▸ **Material to process**:
....................
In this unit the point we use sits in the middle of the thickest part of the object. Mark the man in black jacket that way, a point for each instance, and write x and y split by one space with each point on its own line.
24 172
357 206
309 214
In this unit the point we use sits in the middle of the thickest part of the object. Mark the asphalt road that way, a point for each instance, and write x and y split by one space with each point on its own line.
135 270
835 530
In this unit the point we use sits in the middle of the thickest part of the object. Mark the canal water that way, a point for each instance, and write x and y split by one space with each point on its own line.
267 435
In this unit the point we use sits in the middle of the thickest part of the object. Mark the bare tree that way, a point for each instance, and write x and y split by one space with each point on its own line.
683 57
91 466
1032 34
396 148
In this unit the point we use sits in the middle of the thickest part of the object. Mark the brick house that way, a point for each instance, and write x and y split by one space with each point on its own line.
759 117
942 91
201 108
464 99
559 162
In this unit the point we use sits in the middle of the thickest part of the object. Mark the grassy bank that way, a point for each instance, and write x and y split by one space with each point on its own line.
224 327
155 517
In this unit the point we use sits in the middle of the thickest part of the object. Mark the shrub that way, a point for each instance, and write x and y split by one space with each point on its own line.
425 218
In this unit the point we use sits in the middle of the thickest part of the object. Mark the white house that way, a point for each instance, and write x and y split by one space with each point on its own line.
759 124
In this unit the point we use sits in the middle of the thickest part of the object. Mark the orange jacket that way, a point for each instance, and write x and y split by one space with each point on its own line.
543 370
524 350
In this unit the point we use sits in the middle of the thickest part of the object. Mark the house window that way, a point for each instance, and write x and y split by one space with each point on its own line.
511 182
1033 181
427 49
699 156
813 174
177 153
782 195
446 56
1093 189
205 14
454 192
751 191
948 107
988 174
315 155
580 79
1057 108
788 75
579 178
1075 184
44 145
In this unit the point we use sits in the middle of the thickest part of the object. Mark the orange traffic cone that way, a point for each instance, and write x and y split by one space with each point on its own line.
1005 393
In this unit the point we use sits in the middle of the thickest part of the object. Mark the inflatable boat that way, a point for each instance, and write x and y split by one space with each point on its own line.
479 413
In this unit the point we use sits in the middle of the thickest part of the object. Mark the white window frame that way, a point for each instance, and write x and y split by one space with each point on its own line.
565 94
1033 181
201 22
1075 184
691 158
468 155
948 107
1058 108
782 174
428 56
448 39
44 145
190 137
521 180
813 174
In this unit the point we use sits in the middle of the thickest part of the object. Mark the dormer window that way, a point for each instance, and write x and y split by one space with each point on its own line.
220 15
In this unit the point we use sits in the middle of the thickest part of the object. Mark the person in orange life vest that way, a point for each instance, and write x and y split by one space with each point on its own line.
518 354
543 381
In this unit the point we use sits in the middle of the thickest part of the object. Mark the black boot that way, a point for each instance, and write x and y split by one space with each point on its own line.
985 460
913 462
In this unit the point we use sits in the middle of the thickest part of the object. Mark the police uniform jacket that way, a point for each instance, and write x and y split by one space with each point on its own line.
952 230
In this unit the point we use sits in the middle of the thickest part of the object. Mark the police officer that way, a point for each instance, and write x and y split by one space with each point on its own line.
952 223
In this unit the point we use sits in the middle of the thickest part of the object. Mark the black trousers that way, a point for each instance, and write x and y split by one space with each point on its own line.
....................
Your answer must consist only of the lines from the one with "the police uniform" through the final line of the entries, each retyped exactly.

In this unit the point we use sits in the middle of the thickest part of the object. Mark the police uniform jacket that way, a point for each instance, and write x and y split by one space with each point on its own line.
952 230
In this unit the point we use sits in the middle of the thickest part of the object. Mark the police officer that way, a point for each instance, and write x and y split by one space with each point on its own line.
952 223
In this unit the point we use sits in the middle of the thickest part of the object. Mark the black trousers that way, a point for each instance, and write x and y split by one space with each point on its own line.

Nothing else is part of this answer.